Show each line of the records below that contains the word "wooden", copying every such line in full. Letter case counts.

[Items from a dataset]
━━━━

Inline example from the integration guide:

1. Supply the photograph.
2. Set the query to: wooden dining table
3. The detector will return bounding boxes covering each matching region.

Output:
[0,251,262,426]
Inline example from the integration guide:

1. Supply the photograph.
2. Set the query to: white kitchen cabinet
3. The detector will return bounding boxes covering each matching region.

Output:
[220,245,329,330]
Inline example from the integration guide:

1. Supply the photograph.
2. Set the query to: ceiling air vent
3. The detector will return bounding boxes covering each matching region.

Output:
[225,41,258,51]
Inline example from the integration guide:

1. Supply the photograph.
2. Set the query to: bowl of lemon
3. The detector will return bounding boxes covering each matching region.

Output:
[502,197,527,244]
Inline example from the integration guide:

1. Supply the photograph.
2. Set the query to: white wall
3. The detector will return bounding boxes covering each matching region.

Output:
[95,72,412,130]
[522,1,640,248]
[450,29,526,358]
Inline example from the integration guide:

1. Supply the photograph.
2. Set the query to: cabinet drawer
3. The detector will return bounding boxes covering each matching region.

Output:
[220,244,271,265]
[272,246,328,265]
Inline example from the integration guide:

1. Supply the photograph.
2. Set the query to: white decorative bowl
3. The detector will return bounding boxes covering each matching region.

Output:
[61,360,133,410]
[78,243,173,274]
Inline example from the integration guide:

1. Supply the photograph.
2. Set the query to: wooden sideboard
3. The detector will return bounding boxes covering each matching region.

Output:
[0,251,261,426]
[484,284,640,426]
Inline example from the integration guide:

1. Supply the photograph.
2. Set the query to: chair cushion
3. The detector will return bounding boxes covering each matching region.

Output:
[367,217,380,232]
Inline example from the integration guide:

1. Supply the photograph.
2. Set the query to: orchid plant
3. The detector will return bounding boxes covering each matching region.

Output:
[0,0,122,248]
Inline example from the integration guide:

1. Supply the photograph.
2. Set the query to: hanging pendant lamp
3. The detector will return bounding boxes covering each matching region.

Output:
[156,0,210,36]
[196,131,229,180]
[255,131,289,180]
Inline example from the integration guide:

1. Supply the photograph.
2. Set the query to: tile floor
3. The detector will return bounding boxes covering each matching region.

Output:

━━━━

→ **Task result**:
2. Set the query to: wooden dining table
2. Set the query to: wooden sideboard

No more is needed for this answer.